Task prompt —
Turn every line of the records below into a JSON list of strings, one string per line, with blank lines omitted.

Data for this exercise —
'''
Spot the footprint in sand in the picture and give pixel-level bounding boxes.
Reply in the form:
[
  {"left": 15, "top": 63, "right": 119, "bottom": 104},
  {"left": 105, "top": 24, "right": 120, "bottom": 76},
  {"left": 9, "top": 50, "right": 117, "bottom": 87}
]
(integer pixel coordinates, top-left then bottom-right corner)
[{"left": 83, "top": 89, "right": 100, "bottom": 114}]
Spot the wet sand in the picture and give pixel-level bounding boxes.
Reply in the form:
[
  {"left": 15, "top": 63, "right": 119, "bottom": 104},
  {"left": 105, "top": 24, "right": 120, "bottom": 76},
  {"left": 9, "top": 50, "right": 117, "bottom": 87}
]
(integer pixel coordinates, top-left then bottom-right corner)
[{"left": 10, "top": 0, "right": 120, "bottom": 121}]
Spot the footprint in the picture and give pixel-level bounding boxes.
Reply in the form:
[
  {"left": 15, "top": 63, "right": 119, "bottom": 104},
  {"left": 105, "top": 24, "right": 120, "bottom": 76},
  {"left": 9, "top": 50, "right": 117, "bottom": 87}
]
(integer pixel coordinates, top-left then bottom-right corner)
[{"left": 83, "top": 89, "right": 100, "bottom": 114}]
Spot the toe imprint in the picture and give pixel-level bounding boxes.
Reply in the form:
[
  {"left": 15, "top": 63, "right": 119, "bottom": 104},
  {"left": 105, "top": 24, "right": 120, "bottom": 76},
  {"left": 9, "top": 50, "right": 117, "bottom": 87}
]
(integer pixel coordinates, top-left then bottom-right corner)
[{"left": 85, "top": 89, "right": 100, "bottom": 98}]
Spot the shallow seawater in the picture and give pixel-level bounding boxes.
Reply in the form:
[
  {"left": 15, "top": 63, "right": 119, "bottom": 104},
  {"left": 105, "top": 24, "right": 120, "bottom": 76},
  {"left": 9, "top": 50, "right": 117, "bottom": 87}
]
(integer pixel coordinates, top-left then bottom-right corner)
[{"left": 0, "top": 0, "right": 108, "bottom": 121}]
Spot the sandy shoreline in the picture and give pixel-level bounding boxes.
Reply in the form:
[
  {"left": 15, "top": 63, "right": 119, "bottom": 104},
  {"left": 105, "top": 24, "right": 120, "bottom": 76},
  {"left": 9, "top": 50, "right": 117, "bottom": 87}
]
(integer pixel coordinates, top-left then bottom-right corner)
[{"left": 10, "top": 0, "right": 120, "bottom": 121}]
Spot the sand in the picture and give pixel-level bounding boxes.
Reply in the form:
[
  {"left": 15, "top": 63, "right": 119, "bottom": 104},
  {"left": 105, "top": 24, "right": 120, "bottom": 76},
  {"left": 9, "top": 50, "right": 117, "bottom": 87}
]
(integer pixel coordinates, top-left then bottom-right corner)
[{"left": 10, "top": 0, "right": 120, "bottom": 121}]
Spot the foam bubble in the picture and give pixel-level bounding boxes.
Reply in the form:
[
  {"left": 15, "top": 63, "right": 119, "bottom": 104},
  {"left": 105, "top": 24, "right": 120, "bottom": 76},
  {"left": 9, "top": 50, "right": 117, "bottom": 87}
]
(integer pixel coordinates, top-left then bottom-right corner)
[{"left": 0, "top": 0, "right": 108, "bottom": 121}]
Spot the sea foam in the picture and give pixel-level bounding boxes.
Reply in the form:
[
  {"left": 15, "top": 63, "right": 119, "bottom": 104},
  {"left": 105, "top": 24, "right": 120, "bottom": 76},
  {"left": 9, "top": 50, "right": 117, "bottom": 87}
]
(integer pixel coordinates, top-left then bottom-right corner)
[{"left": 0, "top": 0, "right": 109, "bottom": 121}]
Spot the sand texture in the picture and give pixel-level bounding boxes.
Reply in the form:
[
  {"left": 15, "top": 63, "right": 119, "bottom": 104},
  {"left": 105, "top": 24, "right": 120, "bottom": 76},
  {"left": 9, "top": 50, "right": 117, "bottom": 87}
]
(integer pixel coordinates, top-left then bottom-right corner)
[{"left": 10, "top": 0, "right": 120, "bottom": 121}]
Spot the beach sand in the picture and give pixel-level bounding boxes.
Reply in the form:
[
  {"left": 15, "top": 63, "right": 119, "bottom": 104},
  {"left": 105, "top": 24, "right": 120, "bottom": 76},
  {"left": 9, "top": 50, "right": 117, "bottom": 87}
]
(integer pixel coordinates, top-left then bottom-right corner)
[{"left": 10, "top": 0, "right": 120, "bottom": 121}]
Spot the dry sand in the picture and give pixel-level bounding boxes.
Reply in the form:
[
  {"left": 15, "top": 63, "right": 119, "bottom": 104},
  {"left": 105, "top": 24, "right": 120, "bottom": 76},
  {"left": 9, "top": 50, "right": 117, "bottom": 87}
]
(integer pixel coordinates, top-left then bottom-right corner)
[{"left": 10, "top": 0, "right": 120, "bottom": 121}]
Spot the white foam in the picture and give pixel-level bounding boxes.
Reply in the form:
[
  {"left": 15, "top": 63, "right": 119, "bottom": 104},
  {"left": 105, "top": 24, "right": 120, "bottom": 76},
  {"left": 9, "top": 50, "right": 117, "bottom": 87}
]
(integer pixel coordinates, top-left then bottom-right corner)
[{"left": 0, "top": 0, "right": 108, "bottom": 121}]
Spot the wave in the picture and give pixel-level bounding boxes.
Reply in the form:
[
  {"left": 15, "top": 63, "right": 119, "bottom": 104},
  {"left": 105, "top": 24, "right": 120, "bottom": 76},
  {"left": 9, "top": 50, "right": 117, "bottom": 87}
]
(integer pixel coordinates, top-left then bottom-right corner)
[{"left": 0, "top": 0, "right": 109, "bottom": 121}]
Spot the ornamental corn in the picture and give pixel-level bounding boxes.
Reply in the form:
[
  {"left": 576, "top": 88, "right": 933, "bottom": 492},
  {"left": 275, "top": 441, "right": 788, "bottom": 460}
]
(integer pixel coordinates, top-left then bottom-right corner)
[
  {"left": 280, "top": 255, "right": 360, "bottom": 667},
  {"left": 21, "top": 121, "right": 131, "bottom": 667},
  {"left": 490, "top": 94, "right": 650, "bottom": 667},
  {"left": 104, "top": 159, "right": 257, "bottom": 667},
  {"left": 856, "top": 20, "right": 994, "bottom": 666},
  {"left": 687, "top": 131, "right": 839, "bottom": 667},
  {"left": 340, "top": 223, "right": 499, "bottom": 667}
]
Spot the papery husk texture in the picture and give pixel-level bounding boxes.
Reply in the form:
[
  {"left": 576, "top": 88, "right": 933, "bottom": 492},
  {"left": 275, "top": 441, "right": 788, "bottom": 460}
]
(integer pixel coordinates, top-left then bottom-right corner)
'''
Result —
[
  "Spot the footprint in sand in the picture and give pixel-level bounding boxes.",
  "Reply in the form:",
  "[",
  "  {\"left\": 15, \"top\": 63, \"right\": 119, \"bottom\": 104},",
  "  {\"left\": 105, \"top\": 24, \"right\": 120, \"bottom\": 76},",
  "  {\"left\": 9, \"top\": 50, \"right\": 117, \"bottom\": 87}",
  "]",
  "(integer pixel coordinates, top-left then bottom-right corner)",
  "[{\"left\": 83, \"top\": 89, \"right\": 100, \"bottom\": 114}]",
  "Spot the wet sand in the picture and give pixel-level bounding boxes.",
  "Reply in the form:",
  "[",
  "  {\"left\": 15, \"top\": 63, \"right\": 119, \"bottom\": 104},",
  "  {\"left\": 105, \"top\": 24, \"right\": 120, \"bottom\": 76},",
  "  {\"left\": 9, \"top\": 50, \"right\": 117, \"bottom\": 87}",
  "]",
  "(integer pixel coordinates, top-left then bottom-right corner)",
  "[{\"left\": 10, \"top\": 0, \"right\": 120, \"bottom\": 121}]",
  "Spot the footprint in the picture and give pixel-level bounding boxes.",
  "Reply in the form:",
  "[",
  "  {\"left\": 15, \"top\": 63, \"right\": 119, \"bottom\": 104},",
  "  {\"left\": 105, \"top\": 24, \"right\": 120, \"bottom\": 76},",
  "  {\"left\": 9, \"top\": 50, \"right\": 117, \"bottom\": 87}",
  "]",
  "(integer pixel coordinates, top-left then bottom-right corner)",
  "[{\"left\": 83, \"top\": 89, \"right\": 100, \"bottom\": 114}]",
  "Spot the toe imprint in the picture and give pixel-level bounding boxes.",
  "Reply in the form:",
  "[",
  "  {\"left\": 15, \"top\": 63, \"right\": 119, \"bottom\": 104},",
  "  {\"left\": 105, \"top\": 24, \"right\": 120, \"bottom\": 76},",
  "  {\"left\": 9, \"top\": 50, \"right\": 117, \"bottom\": 87}",
  "]",
  "(integer pixel coordinates, top-left then bottom-right corner)",
  "[{\"left\": 85, \"top\": 89, \"right\": 100, \"bottom\": 98}]",
  "Spot the shallow seawater in the picture and give pixel-level bounding boxes.",
  "Reply in the form:",
  "[",
  "  {\"left\": 15, \"top\": 63, \"right\": 119, \"bottom\": 104},",
  "  {\"left\": 105, \"top\": 24, \"right\": 120, \"bottom\": 76},",
  "  {\"left\": 9, \"top\": 50, \"right\": 117, \"bottom\": 87}",
  "]",
  "(integer pixel coordinates, top-left then bottom-right corner)",
  "[{\"left\": 0, \"top\": 0, \"right\": 108, \"bottom\": 121}]",
  "Spot the sandy shoreline in the picture and give pixel-level bounding boxes.",
  "Reply in the form:",
  "[",
  "  {\"left\": 15, \"top\": 63, \"right\": 119, \"bottom\": 104},",
  "  {\"left\": 105, \"top\": 24, \"right\": 120, \"bottom\": 76},",
  "  {\"left\": 9, \"top\": 50, \"right\": 117, \"bottom\": 87}",
  "]",
  "(integer pixel coordinates, top-left then bottom-right corner)",
  "[{\"left\": 10, \"top\": 0, \"right\": 120, \"bottom\": 121}]",
  "Spot the sand in the picture and give pixel-level bounding boxes.",
  "Reply in the form:",
  "[",
  "  {\"left\": 15, \"top\": 63, \"right\": 119, \"bottom\": 104},",
  "  {\"left\": 105, \"top\": 24, \"right\": 120, \"bottom\": 76},",
  "  {\"left\": 9, \"top\": 50, \"right\": 117, \"bottom\": 87}",
  "]",
  "(integer pixel coordinates, top-left then bottom-right corner)",
  "[{\"left\": 10, \"top\": 0, \"right\": 120, \"bottom\": 121}]",
  "Spot the foam bubble in the picture and give pixel-level bounding boxes.",
  "Reply in the form:",
  "[",
  "  {\"left\": 15, \"top\": 63, \"right\": 119, \"bottom\": 104},",
  "  {\"left\": 105, \"top\": 24, \"right\": 120, \"bottom\": 76},",
  "  {\"left\": 9, \"top\": 50, \"right\": 117, \"bottom\": 87}",
  "]",
  "(integer pixel coordinates, top-left then bottom-right corner)",
  "[{\"left\": 0, \"top\": 0, \"right\": 108, \"bottom\": 121}]",
  "Spot the sea foam in the picture and give pixel-level bounding boxes.",
  "Reply in the form:",
  "[",
  "  {\"left\": 15, \"top\": 63, \"right\": 119, \"bottom\": 104},",
  "  {\"left\": 105, \"top\": 24, \"right\": 120, \"bottom\": 76},",
  "  {\"left\": 9, \"top\": 50, \"right\": 117, \"bottom\": 87}",
  "]",
  "(integer pixel coordinates, top-left then bottom-right corner)",
  "[{\"left\": 0, \"top\": 0, \"right\": 109, \"bottom\": 121}]",
  "Spot the sand texture in the picture and give pixel-level bounding boxes.",
  "Reply in the form:",
  "[",
  "  {\"left\": 15, \"top\": 63, \"right\": 119, \"bottom\": 104},",
  "  {\"left\": 105, \"top\": 24, \"right\": 120, \"bottom\": 76},",
  "  {\"left\": 9, \"top\": 50, \"right\": 117, \"bottom\": 87}",
  "]",
  "(integer pixel coordinates, top-left then bottom-right corner)",
  "[{\"left\": 10, \"top\": 0, \"right\": 120, \"bottom\": 121}]",
  "Spot the beach sand in the picture and give pixel-level bounding boxes.",
  "Reply in the form:",
  "[",
  "  {\"left\": 15, \"top\": 63, \"right\": 119, \"bottom\": 104},",
  "  {\"left\": 105, \"top\": 24, \"right\": 120, \"bottom\": 76},",
  "  {\"left\": 9, \"top\": 50, \"right\": 117, \"bottom\": 87}",
  "]",
  "(integer pixel coordinates, top-left then bottom-right corner)",
  "[{\"left\": 10, \"top\": 0, \"right\": 120, \"bottom\": 121}]",
  "Spot the dry sand in the picture and give pixel-level bounding boxes.",
  "Reply in the form:",
  "[",
  "  {\"left\": 15, \"top\": 63, \"right\": 119, \"bottom\": 104},",
  "  {\"left\": 105, \"top\": 24, \"right\": 120, \"bottom\": 76},",
  "  {\"left\": 9, \"top\": 50, \"right\": 117, \"bottom\": 87}",
  "]",
  "(integer pixel coordinates, top-left then bottom-right corner)",
  "[{\"left\": 10, \"top\": 0, \"right\": 120, \"bottom\": 121}]",
  "Spot the white foam in the picture and give pixel-level bounding boxes.",
  "Reply in the form:",
  "[",
  "  {\"left\": 15, \"top\": 63, \"right\": 119, \"bottom\": 104},",
  "  {\"left\": 105, \"top\": 24, \"right\": 120, \"bottom\": 76},",
  "  {\"left\": 9, \"top\": 50, \"right\": 117, \"bottom\": 87}",
  "]",
  "(integer pixel coordinates, top-left then bottom-right corner)",
  "[{\"left\": 0, \"top\": 0, \"right\": 108, \"bottom\": 121}]",
  "Spot the wave in the picture and give pixel-level bounding boxes.",
  "Reply in the form:",
  "[",
  "  {\"left\": 15, \"top\": 63, \"right\": 119, \"bottom\": 104},",
  "  {\"left\": 105, \"top\": 24, \"right\": 120, \"bottom\": 76},",
  "  {\"left\": 9, \"top\": 50, \"right\": 117, \"bottom\": 87}",
  "]",
  "(integer pixel coordinates, top-left then bottom-right corner)",
  "[{\"left\": 0, \"top\": 0, \"right\": 109, \"bottom\": 121}]",
  "Spot the ornamental corn in the picture and give pixel-level bounding boxes.",
  "Reply in the form:",
  "[",
  "  {\"left\": 576, \"top\": 88, \"right\": 933, \"bottom\": 492},",
  "  {\"left\": 275, \"top\": 441, \"right\": 788, \"bottom\": 460}",
  "]",
  "(integer pixel coordinates, top-left then bottom-right corner)",
  "[",
  "  {\"left\": 280, \"top\": 255, \"right\": 360, \"bottom\": 667},",
  "  {\"left\": 21, \"top\": 121, \"right\": 131, \"bottom\": 667},",
  "  {\"left\": 490, \"top\": 94, \"right\": 650, \"bottom\": 667},",
  "  {\"left\": 104, \"top\": 159, \"right\": 257, \"bottom\": 667},",
  "  {\"left\": 856, \"top\": 20, \"right\": 994, \"bottom\": 666},",
  "  {\"left\": 687, \"top\": 131, \"right\": 839, \"bottom\": 667},",
  "  {\"left\": 340, \"top\": 223, \"right\": 499, \"bottom\": 667}",
  "]",
  "Spot the papery husk texture in the picture and give pixel-level bounding boxes.",
  "Reply in the form:",
  "[",
  "  {\"left\": 576, \"top\": 88, \"right\": 933, \"bottom\": 492},",
  "  {\"left\": 275, \"top\": 441, \"right\": 788, \"bottom\": 460}",
  "]",
  "(integer pixel coordinates, top-left then bottom-right corner)"
]